Text excerpt
The internet and then social platforms imploded all of our social norms around speech, and yet somehow Facebook / Google / Twitter are supposed to recreate that whole 200-year tapestry of implicit structures and consensus, and answer all of those questions, from office parks in the San Francisco Bay Area, for both the USA and Myanmar, right now. We want them to Fix It, but we don't actually know what that means.   

You can see a microcosm of this in the US debate abut political ads on Facebook. Do you run ads that tell lies? Newspapers do, and US TV stations aren't allowed to block ads from qualifying candidates. Meanwhile a ban on advertising is good for incumbents, who already have organic reach, and populists and trolls, who can get it, but shuts out moderates and new entrants. But a lie on Facebook, spread with money, reaches new people. Who decides? For now, one 36-year-old called Mark.

Dataset excerpts
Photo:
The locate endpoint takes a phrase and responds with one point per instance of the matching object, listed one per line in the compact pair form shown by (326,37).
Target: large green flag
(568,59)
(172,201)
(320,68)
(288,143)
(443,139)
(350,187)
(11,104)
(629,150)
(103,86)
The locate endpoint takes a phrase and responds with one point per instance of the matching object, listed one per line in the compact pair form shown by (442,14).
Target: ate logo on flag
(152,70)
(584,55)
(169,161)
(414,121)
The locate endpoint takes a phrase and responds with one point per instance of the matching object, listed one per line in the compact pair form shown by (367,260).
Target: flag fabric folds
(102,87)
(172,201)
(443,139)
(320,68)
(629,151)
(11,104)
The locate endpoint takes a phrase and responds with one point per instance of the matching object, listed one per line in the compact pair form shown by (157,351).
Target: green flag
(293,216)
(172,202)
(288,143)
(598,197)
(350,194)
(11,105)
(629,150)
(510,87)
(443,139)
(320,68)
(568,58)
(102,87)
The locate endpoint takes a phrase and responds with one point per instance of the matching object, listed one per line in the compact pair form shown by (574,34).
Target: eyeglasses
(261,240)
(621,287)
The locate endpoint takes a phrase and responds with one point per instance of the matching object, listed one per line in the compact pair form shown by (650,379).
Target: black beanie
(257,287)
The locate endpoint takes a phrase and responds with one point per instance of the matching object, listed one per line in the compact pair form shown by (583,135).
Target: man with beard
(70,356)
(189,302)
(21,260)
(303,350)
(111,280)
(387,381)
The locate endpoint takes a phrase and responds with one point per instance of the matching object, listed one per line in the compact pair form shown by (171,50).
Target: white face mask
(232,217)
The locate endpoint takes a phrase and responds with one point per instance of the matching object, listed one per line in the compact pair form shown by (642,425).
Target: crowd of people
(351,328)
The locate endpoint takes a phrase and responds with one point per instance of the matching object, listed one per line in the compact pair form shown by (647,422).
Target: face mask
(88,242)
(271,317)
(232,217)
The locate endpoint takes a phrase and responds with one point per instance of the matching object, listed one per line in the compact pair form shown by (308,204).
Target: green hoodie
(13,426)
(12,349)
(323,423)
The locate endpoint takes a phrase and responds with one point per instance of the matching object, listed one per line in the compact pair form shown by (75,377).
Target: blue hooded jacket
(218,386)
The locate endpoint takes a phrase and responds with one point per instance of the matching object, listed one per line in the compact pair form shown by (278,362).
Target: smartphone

To do
Reproduce, word for word, the section of the passage on social platforms and speech that starts with the words containing "The internet and" and ends with "what that means.". The listing plays no part in this work.

Worked solution
The internet and then social platforms imploded all of our social norms around speech, and yet somehow Facebook / Google / Twitter are supposed to recreate that whole 200-year tapestry of implicit structures and consensus, and answer all of those questions, from office parks in the San Francisco Bay Area, for both the USA and Myanmar, right now. We want them to Fix It, but we don't actually know what that means.